Aim:
Convert the items below into a two-column CSV with the headers instruction and response, giving one row per item. Put its text and its answer each in a single quoted field, with line breaks replaced by spaces, and leave out the pictures.

Records to use:
## Begin

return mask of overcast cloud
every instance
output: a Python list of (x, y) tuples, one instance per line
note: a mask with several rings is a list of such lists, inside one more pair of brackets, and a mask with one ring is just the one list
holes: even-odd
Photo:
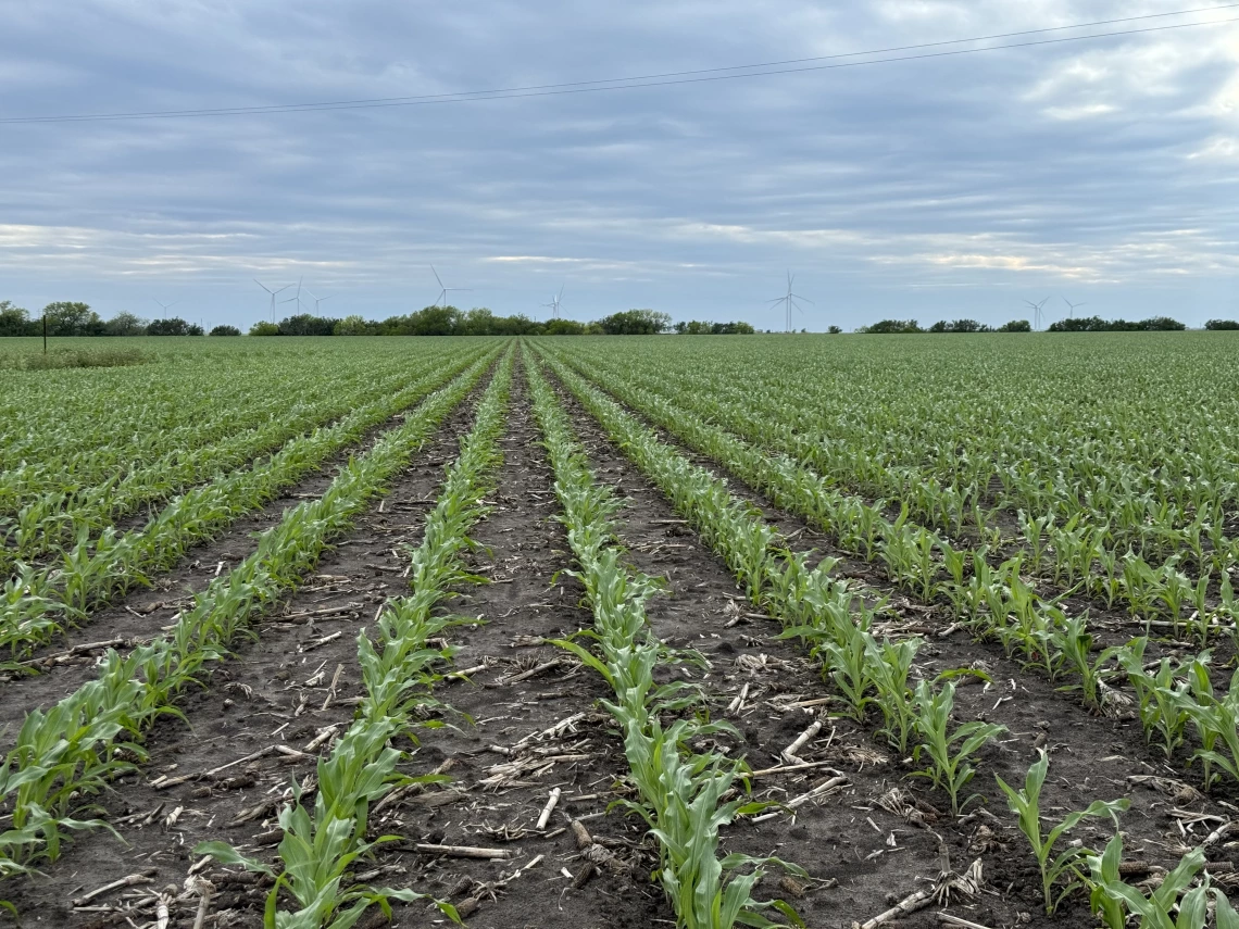
[[(0, 1), (0, 116), (439, 94), (1161, 12), (1068, 0)], [(0, 299), (248, 326), (432, 302), (781, 327), (1239, 316), (1239, 9), (1213, 25), (605, 93), (0, 124)], [(1126, 26), (1130, 28), (1131, 26)], [(1103, 30), (1089, 30), (1103, 31)], [(1073, 33), (1067, 33), (1073, 35)], [(290, 307), (284, 307), (287, 311)]]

## End

Written response:
instruction,response
"return mask of overcast cloud every instance output: a Python list of (x, y) tuples, one instance per line note: a mask with several rings is a list of such lists, inside one more pair of brackets, and a mask with one ring is just the one list holes: even-odd Photo:","[[(0, 1), (0, 116), (439, 94), (1161, 12), (1068, 0)], [(0, 299), (248, 326), (432, 302), (781, 327), (1239, 316), (1239, 9), (1213, 25), (605, 93), (0, 124)], [(1126, 26), (1130, 28), (1131, 26)], [(1103, 30), (1089, 30), (1103, 31)], [(1073, 33), (1067, 33), (1073, 35)], [(290, 307), (284, 307), (287, 311)]]"